• _TASK INSTRUCTIONS_
a. Rewrite the part of the text on cheating that opens with the words containing "Yes I have cheated" and closes with "out of cheating.", replacing "whirlwind romance" with "brief fling".
b. Answer these questions from the text on cheating:
(i) In the first paragraph, how did the person the writer met make the writer feel at the time?
(ii) Under "Forbidden fruit," how often did the other guy call?
(iii) Why did the writer leave the guy the writer was cheating with?

• _READING TEXT_
Yes I have cheated because I met someone who excited me more than my partner did. Someone who made me feel alive at the time. Usually it’s fun yes but it mostly ends badly. Fact is that the guy you cheated with was never a serious thing. He was a whirlwind romance, an escape really. Sometimes the one you cheat with probably has someone in his life and he is also cheating. However there are the rare ones who are single and will actually try making things work out in that cheating scenario. Best cases are the relationships that may come out of cheating.

Forbidden fruit

I have cheated. I cheated because I was selfish and my needs were not being met and it was frustrating, got an escape, all the attention from the guy I was cheating with.  It was not everything, obviously the fun was that it was stolen wares they sell twice as dear. He called every morning, kept tabs on me, made me feel special but I never wanted to leave my guy, even though my cheating partner was okaish, It was just that a little fling to keep me sane. I eventually couldnt keep up, I loved my guy but my needs were not being met, and I knew we had to talk. The best things in life are not free, they are forbidden. the guilt, the adrenaline of cheating OMG.  I loved/love my boyfriend with all my heart and he may kill me if he knew he may be very disappointed, but ndakanakirwa hangu(I had a good time) please!!!  The other guy’s flaws made me realise my own boyfriends good side, I learnt that my guy loves me maturely and respectfully, he is human and honest, he is not going out of his way to impress me all the time but he loves me, I gave him the most breathtaking kiss ever the next time I was with him he asked what that was for, I lied…To be honest, all that kiss was saying was, I am sorry I had strayed I love you. For the record, I left the guy I was cheating with because I couldn’t give him my all. It was superficial, I had to be real with myself.  On the flip side, I learnt to communicate better with my guy, and understand him as well. Once we were in sync, paradise was peaceful again.  And you know what? I would never have known if I hadn’t cheated, maybe, who knows?

• _EXTRACTED MATERIAL_
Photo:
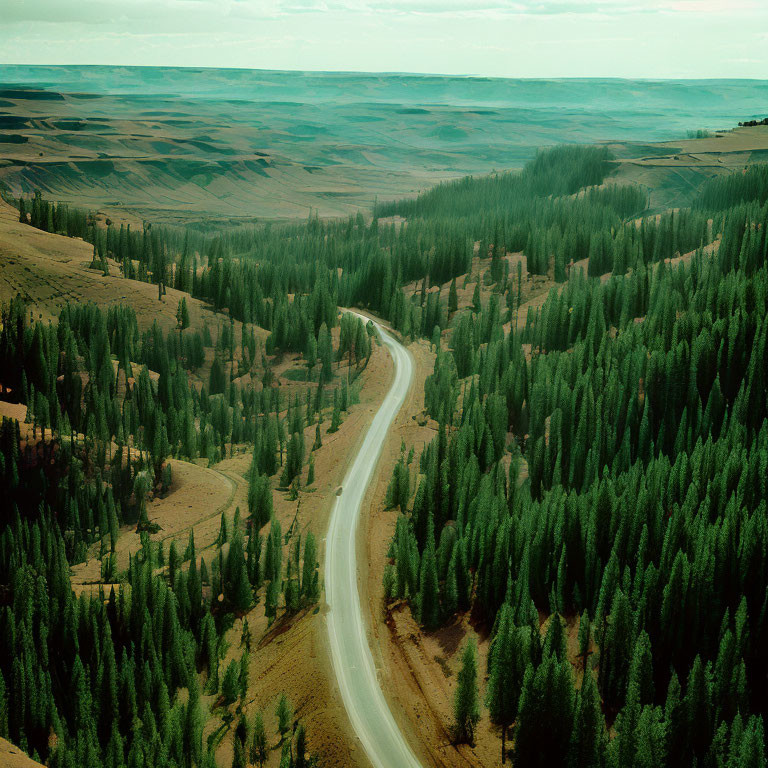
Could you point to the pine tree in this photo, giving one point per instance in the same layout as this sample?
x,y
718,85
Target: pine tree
x,y
258,750
466,706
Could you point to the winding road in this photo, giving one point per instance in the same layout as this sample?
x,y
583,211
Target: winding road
x,y
353,662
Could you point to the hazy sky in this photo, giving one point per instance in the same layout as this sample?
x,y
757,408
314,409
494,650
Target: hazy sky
x,y
529,38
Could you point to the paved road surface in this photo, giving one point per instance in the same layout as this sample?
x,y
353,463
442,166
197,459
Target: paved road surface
x,y
352,660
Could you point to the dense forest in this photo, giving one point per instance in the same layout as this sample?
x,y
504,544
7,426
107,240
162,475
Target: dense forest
x,y
598,476
131,673
597,480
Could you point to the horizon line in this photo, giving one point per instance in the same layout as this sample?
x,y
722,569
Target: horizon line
x,y
401,73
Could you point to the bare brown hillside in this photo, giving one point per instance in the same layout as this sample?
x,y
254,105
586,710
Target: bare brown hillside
x,y
50,270
12,757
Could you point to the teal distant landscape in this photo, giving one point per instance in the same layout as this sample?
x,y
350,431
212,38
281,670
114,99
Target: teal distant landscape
x,y
249,143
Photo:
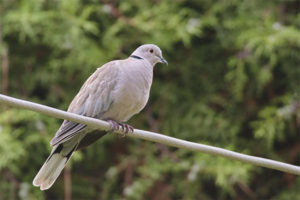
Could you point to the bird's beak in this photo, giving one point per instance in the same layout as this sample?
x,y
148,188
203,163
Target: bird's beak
x,y
163,60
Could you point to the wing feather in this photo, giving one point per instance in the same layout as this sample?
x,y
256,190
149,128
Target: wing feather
x,y
93,99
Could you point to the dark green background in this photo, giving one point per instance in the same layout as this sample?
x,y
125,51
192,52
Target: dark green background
x,y
233,81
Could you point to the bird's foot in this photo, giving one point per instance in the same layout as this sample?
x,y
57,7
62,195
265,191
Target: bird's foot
x,y
114,126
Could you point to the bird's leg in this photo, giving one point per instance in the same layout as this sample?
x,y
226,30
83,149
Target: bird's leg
x,y
114,126
126,128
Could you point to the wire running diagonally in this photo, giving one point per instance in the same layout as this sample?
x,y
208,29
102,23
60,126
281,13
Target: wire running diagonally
x,y
151,136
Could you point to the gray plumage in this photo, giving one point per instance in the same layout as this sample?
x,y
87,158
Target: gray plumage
x,y
116,91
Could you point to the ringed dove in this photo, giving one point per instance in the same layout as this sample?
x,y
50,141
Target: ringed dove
x,y
114,92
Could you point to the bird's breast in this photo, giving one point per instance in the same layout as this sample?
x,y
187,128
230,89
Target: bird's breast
x,y
130,95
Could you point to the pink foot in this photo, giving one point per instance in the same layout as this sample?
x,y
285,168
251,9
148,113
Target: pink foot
x,y
114,126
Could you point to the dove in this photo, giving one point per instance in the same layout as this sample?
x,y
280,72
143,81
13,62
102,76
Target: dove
x,y
115,92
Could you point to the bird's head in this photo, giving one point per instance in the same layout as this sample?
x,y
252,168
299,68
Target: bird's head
x,y
151,53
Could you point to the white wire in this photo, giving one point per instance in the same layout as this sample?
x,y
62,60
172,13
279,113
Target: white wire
x,y
151,136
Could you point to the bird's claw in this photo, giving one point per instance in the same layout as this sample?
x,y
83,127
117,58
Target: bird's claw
x,y
114,126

• _ANSWERS PER TASK_
a.
Yes I have cheated because I met someone who excited me more than my partner did. Someone who made me feel alive at the time. Usually it’s fun yes but it mostly ends badly. Fact is that the guy you cheated with was never a serious thing. He was a brief fling, an escape really. Sometimes the one you cheat with probably has someone in his life and he is also cheating. However there are the rare ones who are single and will actually try making things work out in that cheating scenario. Best cases are the relationships that may come out of cheating.

b.
(i) Alive.
(ii) Every morning.
(iii) The writer couldn't give him their all.